-- begin ENTRIES SHOWN --
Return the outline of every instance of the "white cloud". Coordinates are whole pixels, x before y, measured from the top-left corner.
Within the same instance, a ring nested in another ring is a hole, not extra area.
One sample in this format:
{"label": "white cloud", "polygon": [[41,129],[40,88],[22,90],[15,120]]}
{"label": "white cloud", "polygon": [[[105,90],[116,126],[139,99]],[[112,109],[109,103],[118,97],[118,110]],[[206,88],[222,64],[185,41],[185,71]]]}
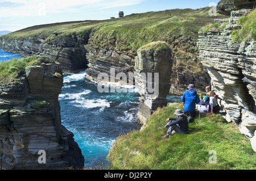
-- end ENTRIES SHOWN --
Copy every line of the entries above word for word, but omit the pictures.

* SOLUTION FOR THIS EXERCISE:
Return the outline of every instance of the "white cloud". Coordinates are whole pixels, x before y, measured from the top-left corner.
Within the same instance, a ring nested in another ring is a hole, not extra area.
One sample in this format:
{"label": "white cloud", "polygon": [[41,129],[40,88],[22,90],[15,120]]}
{"label": "white cloud", "polygon": [[[105,90],[116,126],[139,99]],[[112,109],[109,103],[118,97],[118,110]],[[206,88],[222,64],[185,41],[185,71]]]}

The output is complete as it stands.